----- Dataset extract

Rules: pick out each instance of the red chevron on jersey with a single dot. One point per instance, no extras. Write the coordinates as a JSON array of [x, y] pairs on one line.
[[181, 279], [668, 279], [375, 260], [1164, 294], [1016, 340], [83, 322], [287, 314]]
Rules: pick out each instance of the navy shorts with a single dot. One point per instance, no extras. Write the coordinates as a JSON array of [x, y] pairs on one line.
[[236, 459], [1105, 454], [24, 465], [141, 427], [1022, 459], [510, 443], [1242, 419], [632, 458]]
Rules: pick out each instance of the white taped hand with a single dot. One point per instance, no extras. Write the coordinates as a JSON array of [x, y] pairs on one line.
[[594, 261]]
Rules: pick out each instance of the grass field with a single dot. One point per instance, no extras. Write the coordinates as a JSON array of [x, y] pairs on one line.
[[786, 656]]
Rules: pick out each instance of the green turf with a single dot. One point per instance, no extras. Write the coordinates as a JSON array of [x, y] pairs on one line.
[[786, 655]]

----------
----- Dataset extract

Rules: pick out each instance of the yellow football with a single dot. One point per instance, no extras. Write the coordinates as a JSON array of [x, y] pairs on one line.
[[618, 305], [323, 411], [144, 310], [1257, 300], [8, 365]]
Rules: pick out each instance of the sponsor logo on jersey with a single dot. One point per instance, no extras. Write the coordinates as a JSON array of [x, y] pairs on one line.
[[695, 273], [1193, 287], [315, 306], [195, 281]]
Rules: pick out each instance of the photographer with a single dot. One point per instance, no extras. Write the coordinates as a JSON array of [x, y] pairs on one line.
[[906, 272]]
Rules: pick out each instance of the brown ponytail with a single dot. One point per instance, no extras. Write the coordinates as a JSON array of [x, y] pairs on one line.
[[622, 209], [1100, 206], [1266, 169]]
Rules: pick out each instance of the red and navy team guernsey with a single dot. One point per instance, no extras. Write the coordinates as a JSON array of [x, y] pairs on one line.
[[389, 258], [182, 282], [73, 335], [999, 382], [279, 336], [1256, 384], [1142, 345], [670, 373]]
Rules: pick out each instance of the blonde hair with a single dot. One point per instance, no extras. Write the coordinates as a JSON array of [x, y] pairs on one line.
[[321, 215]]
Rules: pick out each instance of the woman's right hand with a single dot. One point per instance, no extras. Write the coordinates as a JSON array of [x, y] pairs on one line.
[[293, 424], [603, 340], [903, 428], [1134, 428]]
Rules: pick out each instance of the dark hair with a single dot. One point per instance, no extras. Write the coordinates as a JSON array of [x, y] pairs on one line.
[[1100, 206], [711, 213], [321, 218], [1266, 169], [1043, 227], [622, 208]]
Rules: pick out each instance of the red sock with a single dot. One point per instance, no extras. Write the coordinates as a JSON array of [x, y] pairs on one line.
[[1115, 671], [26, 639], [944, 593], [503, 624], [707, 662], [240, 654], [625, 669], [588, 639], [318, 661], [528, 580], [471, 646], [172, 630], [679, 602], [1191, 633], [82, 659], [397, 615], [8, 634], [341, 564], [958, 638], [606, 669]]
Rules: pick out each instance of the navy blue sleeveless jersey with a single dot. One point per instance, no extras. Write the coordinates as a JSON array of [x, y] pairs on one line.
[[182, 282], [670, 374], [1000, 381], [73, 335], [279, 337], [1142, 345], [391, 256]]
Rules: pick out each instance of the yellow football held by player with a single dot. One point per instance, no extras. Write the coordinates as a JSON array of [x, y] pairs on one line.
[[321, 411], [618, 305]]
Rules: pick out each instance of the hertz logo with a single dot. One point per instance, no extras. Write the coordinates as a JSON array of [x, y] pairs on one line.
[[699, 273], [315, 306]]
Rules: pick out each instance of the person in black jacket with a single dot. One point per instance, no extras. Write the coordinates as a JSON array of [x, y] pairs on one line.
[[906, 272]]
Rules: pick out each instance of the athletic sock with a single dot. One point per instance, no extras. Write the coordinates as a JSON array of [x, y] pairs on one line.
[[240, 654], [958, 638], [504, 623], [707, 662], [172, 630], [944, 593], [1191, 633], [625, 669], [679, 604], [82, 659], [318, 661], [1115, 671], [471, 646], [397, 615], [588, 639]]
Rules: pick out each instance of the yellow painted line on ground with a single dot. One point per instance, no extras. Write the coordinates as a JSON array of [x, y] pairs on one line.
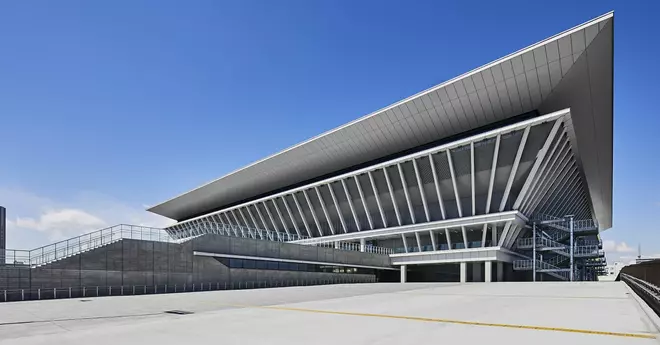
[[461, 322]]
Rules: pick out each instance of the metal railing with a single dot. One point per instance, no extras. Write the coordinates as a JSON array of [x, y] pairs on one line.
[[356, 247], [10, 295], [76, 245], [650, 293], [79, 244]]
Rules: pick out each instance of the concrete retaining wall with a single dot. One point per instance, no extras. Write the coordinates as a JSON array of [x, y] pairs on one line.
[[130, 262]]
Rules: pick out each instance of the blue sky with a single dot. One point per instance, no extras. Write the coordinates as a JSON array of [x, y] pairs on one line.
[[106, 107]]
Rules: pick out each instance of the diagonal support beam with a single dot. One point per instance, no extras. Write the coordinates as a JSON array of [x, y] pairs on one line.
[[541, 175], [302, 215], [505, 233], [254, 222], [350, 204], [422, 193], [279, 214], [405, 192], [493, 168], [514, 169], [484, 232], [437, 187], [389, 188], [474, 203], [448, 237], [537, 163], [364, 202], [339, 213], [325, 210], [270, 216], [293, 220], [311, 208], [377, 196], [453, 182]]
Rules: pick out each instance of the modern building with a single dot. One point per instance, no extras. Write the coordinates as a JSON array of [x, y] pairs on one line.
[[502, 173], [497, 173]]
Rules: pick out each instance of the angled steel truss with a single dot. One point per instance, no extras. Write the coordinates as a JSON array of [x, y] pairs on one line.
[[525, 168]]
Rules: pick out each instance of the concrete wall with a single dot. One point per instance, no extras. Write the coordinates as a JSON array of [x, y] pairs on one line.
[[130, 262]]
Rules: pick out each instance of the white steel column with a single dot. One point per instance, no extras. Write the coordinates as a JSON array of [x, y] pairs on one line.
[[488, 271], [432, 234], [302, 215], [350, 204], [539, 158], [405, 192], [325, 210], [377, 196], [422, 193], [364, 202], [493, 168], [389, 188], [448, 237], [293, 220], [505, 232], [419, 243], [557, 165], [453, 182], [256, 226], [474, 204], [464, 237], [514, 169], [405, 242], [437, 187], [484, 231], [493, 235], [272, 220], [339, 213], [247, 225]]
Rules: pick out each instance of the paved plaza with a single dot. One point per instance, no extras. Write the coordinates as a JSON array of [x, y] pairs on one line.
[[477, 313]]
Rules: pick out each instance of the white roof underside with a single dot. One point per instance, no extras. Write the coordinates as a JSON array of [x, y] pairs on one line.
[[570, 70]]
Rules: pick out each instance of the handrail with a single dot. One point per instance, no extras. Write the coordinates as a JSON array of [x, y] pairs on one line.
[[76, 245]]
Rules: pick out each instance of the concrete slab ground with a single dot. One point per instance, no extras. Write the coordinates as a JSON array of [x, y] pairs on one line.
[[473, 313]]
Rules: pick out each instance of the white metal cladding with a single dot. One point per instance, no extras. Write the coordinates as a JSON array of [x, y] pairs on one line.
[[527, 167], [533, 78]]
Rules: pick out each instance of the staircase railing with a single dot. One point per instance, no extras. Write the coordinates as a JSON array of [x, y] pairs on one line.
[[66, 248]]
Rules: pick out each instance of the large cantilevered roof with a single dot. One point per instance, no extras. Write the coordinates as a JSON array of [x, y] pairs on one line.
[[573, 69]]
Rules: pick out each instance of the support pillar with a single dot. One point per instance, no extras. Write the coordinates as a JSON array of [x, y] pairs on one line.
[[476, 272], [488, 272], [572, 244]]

----------

(Instructions to follow):
Pull out every line in the entries above that contains the word "railing", and copy each one in full.

(Solution for this task):
Rules: pick out each instance of the metal railing with a single dot. One point per instance, no extras. Write the coordinates as a JSON array of [x, y] pairs on one line.
Rules: pick out each instance of the staircase railing with a single dot. One point per instance, no extras. Write the coordinates as a JSON array of [x, y] pairs on one line.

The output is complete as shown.